*What you will do*
Return every one of the entries below word for word, with each line unchanged.

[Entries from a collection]
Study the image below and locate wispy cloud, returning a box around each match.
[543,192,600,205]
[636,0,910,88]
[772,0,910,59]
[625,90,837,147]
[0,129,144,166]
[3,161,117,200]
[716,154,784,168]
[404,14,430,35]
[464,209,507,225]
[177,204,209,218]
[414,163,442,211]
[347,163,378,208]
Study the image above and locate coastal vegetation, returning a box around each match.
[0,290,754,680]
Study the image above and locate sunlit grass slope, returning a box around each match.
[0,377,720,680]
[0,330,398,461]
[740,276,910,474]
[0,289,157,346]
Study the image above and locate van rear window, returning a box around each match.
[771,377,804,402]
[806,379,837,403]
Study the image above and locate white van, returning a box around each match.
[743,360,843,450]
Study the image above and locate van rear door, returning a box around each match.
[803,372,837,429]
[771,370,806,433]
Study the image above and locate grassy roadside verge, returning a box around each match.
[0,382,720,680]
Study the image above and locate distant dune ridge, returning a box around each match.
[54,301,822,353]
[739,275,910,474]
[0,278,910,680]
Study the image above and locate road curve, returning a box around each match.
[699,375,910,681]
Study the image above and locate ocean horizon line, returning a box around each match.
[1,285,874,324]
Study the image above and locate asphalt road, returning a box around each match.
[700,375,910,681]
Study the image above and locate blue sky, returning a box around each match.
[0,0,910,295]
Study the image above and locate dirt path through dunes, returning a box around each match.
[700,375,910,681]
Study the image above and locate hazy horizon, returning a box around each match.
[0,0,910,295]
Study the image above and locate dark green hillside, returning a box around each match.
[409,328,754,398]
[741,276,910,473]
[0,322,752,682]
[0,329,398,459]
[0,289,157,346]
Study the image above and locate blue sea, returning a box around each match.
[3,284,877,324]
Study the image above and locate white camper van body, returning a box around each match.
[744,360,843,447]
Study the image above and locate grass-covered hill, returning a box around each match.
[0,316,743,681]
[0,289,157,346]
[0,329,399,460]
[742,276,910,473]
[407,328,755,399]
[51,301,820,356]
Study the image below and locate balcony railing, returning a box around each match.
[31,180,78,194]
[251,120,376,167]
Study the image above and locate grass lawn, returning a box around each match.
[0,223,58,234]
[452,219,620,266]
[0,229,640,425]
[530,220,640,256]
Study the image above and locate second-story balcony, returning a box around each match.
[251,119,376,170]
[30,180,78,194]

*Answer to this problem*
Study the image below and locate wispy cloud, returning a box around each match.
[543,192,600,205]
[636,0,910,88]
[772,0,910,59]
[625,90,837,147]
[0,129,144,166]
[3,161,117,200]
[716,154,784,168]
[404,14,430,35]
[464,209,507,225]
[177,204,209,218]
[414,163,442,211]
[347,163,378,208]
Study the image above and locate coastal vegetation, returning a box around each match.
[0,290,754,680]
Study the image above and locate sunlit grass slope, returning a box around each match.
[0,377,720,680]
[0,330,398,461]
[740,276,910,474]
[0,289,157,346]
Study the image above and locate van rear window, returning a box around each match.
[771,377,804,402]
[806,379,837,403]
Study the image above and locate white van, returning a box around each match.
[743,360,843,450]
Study the image above and locate van rear door, returning a box around each match.
[803,372,837,429]
[771,370,806,433]
Study the image above and locate grassy roadside verge, returning a box around each match.
[0,382,720,680]
Study the image above and locate distant dune ridge, returning a box around each match.
[54,301,822,353]
[739,275,910,474]
[0,278,910,680]
Study the image above and locate road curve, returning a box around each match.
[699,375,910,681]
Study the image above and locate ocean horizon line, returning a box around each match.
[1,285,874,324]
Study the image above and locate asphalt road, returning a box around each match.
[700,375,910,681]
Study the image above and locate blue sky, returning a box around each match.
[0,0,910,295]
Study the image above and locate dirt path through dunes, returning a box around each match.
[700,375,910,681]
Study the image above and locate hazy horizon, returning a box around each match.
[0,0,910,295]
Study the image above and locate dark green hillside, returning a box around each match.
[409,328,754,398]
[741,276,910,473]
[0,322,752,682]
[0,329,398,459]
[0,289,157,346]
Study the image above and locate blue sea, returning a box around each match.
[3,284,877,324]
Study the image above and locate white camper van body, returning a box around each match.
[744,360,843,447]
Study the image above and locate grass-covered hill, returning a box around each match.
[0,316,743,681]
[0,289,157,346]
[0,329,399,460]
[742,276,910,473]
[407,328,755,399]
[51,301,820,356]
Study the image below and locate balcony railing, returning a box around each match.
[31,180,78,194]
[251,120,376,167]
Study the image above and locate grass lawn, returning a box around each match.
[0,223,58,234]
[452,219,620,266]
[0,229,640,425]
[530,220,640,256]
Study the image above and locate second-story balcony, returning a box around each match.
[251,119,376,170]
[30,180,78,194]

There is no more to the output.